Quoted passage:
DPDK 17.11.1 - drops seen when doing destination based rate limiting

Question

Editing the problem statement to highlight more on the core logic

We are seeing performance issues when doing destination based rate limiting. We maintain state for every {destination-src} pair (max of 100 destinations and 2^16 sources). We have an array of 100 nodes and at each node we have a rte_hash*. This hash table is going to maintain the state of every source ip seen by that destination. We have a mapping for every destination seen (0 to 100) and this is used to index into the array. If a particular source exceeds a threshold defined for this destination in a second, we block the source, else we allow the source. At runtime, when we see only traffic for 2 or 3 destinations, there are no issues, but when we go beyond 5, we are seeing lot of drops. Our function has to do a lookup and identify the flow matching the dest_ip and src_ip. Process the flow and decide whether it needs dropping. If the flow is not found, add it to the hash.

struct flow_state {
    struct rte_hash* hash;    
};

struct flow_state flow_state_arr[100];

// am going to create these hash tables using rte_hash_create at pipeline_init and free them during pipeline_free.

Am outlining what we do in pseudocode.

run()
{
    1) do rx
    2) from the pkt, get index into the flow_state_arr and retrieve the rte_hash* handle    
    3) rte_hash_lookup_data(hash, src_ip,flow_data)
    4) if entry found, take decision on the flow (the decision is simply say rate limiting the flow)
    5) else rte_hash_add_data(hash,src_ip,new_flow_data) to add the flow to table and forward
}

Please guide if we can have these multiple hash table objects in data path or whats the best way if we need to handle states for every destination separately.

Edit
Thanks for answering. I will be glad to share the code snippets and our gathered results. I don't have comparison results for other DPDK versions, but below are some of the results for our tests using 17.11.1.

Test Setup
Am using IXIA traffic gen (using two 10G links to generate 12Mpps) for 3 destinations 14.143.156.x (in this case - 101,102,103). Each destination's traffic comes from 2^16 different sources. This is the traffic gen setup.

Rows:
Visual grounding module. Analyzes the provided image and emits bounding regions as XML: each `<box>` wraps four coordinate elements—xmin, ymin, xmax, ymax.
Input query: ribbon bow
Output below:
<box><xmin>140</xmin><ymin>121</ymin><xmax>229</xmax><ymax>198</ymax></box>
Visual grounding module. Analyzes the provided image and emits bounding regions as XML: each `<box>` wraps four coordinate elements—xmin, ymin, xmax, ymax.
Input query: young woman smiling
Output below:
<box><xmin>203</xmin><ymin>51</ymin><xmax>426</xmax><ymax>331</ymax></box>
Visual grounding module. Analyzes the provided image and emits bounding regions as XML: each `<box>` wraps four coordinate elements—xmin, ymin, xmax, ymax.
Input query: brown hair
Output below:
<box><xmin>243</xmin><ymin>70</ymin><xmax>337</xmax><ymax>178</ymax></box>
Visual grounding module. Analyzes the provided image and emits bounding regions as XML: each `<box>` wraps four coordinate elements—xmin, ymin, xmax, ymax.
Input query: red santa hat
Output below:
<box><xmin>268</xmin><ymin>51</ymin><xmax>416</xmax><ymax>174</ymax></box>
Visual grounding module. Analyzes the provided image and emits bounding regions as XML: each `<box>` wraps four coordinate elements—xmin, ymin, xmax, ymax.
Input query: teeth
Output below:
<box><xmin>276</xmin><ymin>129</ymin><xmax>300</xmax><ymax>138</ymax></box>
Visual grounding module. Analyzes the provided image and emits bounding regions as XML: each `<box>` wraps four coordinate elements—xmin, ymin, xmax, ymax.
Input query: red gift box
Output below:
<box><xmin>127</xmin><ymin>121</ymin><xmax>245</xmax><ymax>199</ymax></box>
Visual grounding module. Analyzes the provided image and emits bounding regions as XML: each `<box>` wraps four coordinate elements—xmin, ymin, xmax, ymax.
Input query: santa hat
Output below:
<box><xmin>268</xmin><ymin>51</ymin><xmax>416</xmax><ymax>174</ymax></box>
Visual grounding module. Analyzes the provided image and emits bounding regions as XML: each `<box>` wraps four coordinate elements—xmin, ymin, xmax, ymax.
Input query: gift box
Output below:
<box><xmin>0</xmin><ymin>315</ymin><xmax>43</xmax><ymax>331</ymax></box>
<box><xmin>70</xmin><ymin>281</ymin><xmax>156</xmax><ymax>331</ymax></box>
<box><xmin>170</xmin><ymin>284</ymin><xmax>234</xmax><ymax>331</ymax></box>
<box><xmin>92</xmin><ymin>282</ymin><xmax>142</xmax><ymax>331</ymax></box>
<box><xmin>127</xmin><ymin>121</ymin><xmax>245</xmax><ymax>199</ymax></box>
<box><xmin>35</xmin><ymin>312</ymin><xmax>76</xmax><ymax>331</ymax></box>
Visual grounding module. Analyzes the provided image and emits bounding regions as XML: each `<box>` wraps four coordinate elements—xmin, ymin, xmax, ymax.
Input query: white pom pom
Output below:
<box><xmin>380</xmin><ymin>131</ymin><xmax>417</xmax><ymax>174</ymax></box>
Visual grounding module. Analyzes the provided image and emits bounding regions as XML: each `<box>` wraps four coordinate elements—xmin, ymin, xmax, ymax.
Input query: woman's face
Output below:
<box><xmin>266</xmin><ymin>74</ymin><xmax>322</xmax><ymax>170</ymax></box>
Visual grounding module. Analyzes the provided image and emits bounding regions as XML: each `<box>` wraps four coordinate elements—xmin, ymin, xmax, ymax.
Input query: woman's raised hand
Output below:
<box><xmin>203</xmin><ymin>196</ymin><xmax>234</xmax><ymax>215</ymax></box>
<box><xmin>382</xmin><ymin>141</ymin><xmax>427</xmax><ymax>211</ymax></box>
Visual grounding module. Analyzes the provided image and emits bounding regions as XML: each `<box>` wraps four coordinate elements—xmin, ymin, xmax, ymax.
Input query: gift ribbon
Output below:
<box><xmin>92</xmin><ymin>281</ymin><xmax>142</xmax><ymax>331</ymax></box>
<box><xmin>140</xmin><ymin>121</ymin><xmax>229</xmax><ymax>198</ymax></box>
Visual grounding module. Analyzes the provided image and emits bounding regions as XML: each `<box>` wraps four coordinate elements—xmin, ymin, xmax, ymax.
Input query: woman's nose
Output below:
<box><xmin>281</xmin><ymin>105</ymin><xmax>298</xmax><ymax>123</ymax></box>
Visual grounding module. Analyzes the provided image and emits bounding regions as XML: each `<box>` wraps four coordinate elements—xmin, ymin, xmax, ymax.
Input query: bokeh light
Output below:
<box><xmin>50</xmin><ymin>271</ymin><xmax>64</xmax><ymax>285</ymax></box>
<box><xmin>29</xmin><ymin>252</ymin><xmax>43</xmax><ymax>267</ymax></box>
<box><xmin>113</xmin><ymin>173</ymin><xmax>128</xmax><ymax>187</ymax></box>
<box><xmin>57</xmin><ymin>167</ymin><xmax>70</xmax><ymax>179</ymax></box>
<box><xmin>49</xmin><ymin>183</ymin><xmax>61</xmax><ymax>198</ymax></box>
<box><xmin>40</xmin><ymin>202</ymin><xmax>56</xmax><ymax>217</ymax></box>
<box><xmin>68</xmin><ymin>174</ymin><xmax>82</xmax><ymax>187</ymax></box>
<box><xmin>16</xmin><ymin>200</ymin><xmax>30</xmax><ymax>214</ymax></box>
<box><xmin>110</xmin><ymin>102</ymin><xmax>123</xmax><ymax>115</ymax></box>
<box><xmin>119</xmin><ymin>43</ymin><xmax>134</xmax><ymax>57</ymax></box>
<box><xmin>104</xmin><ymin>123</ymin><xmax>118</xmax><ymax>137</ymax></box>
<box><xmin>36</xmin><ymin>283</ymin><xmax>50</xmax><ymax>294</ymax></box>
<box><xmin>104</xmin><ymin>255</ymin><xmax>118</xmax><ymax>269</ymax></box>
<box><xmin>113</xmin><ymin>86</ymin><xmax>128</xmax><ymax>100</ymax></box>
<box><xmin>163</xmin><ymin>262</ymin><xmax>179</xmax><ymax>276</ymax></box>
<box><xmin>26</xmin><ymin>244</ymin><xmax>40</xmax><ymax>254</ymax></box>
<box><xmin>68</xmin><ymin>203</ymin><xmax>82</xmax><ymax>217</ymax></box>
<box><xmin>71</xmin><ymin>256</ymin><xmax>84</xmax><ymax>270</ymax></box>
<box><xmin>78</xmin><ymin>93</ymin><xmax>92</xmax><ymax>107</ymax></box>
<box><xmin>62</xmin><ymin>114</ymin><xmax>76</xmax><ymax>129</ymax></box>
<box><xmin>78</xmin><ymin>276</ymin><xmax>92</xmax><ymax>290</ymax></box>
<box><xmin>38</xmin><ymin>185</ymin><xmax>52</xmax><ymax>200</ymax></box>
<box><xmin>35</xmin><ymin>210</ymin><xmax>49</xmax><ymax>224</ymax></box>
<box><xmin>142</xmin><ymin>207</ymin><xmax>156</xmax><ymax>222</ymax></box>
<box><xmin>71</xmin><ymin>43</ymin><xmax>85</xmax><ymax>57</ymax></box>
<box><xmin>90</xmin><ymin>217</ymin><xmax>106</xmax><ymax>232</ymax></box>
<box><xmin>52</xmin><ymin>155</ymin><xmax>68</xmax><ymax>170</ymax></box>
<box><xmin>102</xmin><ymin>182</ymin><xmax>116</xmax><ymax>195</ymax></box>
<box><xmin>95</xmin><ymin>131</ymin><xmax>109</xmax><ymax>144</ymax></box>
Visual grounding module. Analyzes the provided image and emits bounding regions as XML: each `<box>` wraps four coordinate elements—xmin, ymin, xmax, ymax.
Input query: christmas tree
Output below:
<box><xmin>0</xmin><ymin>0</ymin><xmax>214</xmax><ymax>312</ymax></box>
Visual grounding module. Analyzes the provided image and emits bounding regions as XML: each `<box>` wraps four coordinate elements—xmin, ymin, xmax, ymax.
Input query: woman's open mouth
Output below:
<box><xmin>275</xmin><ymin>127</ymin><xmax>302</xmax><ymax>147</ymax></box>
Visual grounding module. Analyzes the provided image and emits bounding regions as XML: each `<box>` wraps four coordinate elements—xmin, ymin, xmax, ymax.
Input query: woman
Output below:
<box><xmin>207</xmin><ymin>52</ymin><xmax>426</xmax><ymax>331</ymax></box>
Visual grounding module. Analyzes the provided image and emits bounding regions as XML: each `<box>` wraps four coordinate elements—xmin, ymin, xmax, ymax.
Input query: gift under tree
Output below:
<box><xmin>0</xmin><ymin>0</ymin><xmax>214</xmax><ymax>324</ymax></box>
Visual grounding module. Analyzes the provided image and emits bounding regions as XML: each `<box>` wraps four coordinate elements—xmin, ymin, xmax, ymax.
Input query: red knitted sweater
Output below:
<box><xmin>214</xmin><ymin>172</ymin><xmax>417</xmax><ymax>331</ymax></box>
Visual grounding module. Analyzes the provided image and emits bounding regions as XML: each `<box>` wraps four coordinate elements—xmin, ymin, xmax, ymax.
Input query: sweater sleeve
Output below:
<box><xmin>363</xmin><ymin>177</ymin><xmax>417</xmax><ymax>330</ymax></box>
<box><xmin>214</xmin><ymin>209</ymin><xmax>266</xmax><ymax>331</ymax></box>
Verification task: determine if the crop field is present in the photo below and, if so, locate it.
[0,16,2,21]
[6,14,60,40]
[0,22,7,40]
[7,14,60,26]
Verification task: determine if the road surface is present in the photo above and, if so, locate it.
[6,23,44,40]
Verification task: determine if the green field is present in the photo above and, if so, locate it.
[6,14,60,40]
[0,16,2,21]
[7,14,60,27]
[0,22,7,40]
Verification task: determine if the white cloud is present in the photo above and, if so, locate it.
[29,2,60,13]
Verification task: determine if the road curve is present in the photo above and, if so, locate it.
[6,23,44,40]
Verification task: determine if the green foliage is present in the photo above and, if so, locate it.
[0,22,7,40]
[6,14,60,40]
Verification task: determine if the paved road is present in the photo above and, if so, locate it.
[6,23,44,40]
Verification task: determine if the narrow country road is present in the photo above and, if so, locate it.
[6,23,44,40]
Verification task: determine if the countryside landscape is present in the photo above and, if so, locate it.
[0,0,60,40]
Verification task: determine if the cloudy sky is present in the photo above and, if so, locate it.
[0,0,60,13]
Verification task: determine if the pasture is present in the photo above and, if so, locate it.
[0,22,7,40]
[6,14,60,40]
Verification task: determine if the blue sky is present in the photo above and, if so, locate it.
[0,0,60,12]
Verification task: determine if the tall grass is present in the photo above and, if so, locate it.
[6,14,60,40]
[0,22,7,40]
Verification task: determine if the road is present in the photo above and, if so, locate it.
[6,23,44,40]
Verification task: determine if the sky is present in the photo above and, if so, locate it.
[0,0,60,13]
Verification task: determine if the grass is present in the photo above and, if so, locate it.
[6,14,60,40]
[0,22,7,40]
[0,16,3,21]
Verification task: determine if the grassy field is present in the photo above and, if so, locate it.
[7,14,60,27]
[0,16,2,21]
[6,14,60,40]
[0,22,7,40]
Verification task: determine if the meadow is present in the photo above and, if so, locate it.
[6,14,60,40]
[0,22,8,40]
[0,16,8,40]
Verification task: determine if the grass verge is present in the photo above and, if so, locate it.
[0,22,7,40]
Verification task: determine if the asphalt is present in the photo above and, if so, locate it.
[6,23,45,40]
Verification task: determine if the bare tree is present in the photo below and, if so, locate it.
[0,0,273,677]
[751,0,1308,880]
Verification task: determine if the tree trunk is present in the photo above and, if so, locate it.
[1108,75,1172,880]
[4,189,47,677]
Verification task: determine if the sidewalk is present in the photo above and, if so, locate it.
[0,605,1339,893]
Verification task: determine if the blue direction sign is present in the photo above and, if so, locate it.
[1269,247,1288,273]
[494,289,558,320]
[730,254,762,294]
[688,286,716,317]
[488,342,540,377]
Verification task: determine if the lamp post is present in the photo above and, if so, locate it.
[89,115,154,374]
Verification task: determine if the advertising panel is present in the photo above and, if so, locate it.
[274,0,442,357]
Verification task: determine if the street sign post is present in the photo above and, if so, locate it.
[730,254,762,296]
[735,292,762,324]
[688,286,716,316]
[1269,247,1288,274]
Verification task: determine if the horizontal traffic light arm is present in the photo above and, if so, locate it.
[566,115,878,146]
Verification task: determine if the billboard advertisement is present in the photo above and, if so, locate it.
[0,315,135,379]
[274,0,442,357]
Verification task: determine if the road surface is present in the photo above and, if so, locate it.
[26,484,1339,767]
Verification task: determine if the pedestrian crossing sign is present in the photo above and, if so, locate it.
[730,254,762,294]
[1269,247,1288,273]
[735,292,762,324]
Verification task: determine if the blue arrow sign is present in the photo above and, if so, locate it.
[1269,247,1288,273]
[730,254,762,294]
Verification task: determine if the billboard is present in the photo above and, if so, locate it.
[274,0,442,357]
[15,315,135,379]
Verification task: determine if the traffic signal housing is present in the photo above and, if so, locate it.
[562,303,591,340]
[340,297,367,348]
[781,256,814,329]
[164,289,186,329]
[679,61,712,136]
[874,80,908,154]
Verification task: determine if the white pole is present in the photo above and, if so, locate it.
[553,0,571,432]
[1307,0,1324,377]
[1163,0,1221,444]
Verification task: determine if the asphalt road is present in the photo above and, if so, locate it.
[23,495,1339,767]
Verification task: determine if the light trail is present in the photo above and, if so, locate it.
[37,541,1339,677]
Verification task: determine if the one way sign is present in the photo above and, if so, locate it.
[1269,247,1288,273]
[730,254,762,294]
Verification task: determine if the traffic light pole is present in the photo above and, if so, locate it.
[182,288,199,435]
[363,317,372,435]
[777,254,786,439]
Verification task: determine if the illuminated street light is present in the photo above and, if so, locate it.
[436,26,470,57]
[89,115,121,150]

Set tasks:
• a. From the DPDK rate-limiting thread, reproduce the passage from "5) else rte_hash_add_data(hash,src_ip,new_flow_data)" up to and including "traffic gen setup.".
• b. List every function whose name begins with "rte_hash_" in the DPDK rate-limiting thread.

Expected answers:
• a.
5) else rte_hash_add_data(hash,src_ip,new_flow_data) to add the flow to table and forward
}

Please guide if we can have these multiple hash table objects in data path or whats the best way if we need to handle states for every destination separately.

Edit
Thanks for answering. I will be glad to share the code snippets and our gathered results. I don't have comparison results for other DPDK versions, but below are some of the results for our tests using 17.11.1.

Test Setup
Am using IXIA traffic gen (using two 10G links to generate 12Mpps) for 3 destinations 14.143.156.x (in this case - 101,102,103). Each destination's traffic comes from 2^16 different sources. This is the traffic gen setup.

• b.
rte_hash_create
rte_hash_lookup_data
rte_hash_add_data